** Extrait du document **
——
Informations légales : prix de location à la page 0,0750€. Cette information est donnée uniquement à titre indicatif conformément à la législation en vigueur.

Extrait

© O DILE J ACOB , MAI  2015 15, RUE S OUFFLOT , 75005 P ARIS
www.odilejacob.fr
ISBN : 978-2-7381-6644-9
Le code de la propriété intellectuelle n'autorisant, aux termes de l'article L. 122-5 et 3 a, d'une part, que les « copies ou reproductions strictement réservées à l'usage du copiste et non destinées à une utilisation collective » et, d'autre part, que les analyses et les courtes citations dans un but d'exemple et d'illustration, « toute représentation ou réproduction intégrale ou partielle faite sans le consentement de l'auteur ou de ses ayants droit ou ayants cause est illicite » (art. L. 122-4). Cette représentation ou reproduction donc une contrefaçon sanctionnée par les articles L. 335-2 et suivants du Code de la propriété intellectuelle.
Ce document numérique a été réalisé par Nord Compo .
Nous devons à présent nous faire une raison. À l’issue d’un long combat, la croyance, aujourd’hui, l’emporte sur la connaissance. Un peu partout, dans notre monde, le recrutement des scientifiques se fait de plus en plus malaisé, les étudiants délaissent les sciences – sauf en Chine sans doute, et en Inde. Et partout, ailleurs et ici, les croyances (de toutes sortes) se multiplient, se durcissent, nous encerclent, nous envahissent, nous attaquent.
Est-ce un bien ? Un mal ? Est-ce, comme pour d’autres modes de vie, une évolution passagère et indifférente ? Dur à dire.
Nous pensions nous diriger – nous, l’Occident, les modernes, les évolués, les éclairés – tant bien que mal, siècle après siècle, et surtout dans les trois derniers, vers plus de clarté, plus de force, plus de compréhension des choses et des êtres, plus de maîtrise même ; nous nous trompions. L’obscurité marchait sans cesse à nos côtés, aussi rapide, plus rapide peut-être, que la lumière. L’éducation de tous, que nous jugions indispensable, s’effritait. Elle nous semblait de plus en plus inadaptée, vieillotte, comme un instrument de musique dont nous ne reconnaîtrions plus les accords. Du même coup, l’obscurité et sa sœur l’ignorance prospéraient, surtout depuis une cinquantaine d’années, et aussi leur proche cousine, la violence. Mais nous ne voulions pas, et nous ne pouvions pas, pendant longtemps, les voir.
En France, à la fin du XX e  siècle, même si cela nous étonne, le nombre d’analphabètes était plus élevé que cent ans plus tôt. Et sans doute, aujourd’hui, ne cesse-t-il de croître, comme croît la population. Ailleurs aussi ? Nous ne le savons pas, mais c’est probable.
——
** Données sources **
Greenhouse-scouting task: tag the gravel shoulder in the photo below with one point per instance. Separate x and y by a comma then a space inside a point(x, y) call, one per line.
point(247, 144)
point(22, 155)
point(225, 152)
——
** Consigne **
Prolongez l'extrait sur le recul de la connaissance face à la croyance, en reprenant juste après sa dernière phrase. Les données ne sont d'aucune utilité ici.

** Résultat attendu **
Tout au long de ces trois derniers siècles, la matière, la lumière et la vie (surtout la nôtre) constituaient nos trois casse-tête, auxquels s’est ajoutée, plus tardivement, l’énergie. Depuis cent cinquante ans, nous estimions fulgurantes les avancées de nos connaissances, et rien ne nous permettait d’en douter. Nous nous avancions à grandes enjambées dans l’univers, et nous plongions dans nos particules infimes. Aucun doute là-dessus. Nous vivions, de ce point de vue là, et nous vivons toujours, dans la forte poussée d’un âge d’or. Nous allions en finir, tôt ou tard, avec les zones d’ombre d’autrefois, tout illuminer par les baguettes de la science, nouvelle fée, améliorer sans répit les conditions de notre existence, parfois même de celle des autres, et trouver enfin la formule suprême du monde, qui nous donnerait la grande clé ; la formule grâce à laquelle, ainsi que nous le promettait la Bible , nous serions cette fois, enfin, comme des dieux.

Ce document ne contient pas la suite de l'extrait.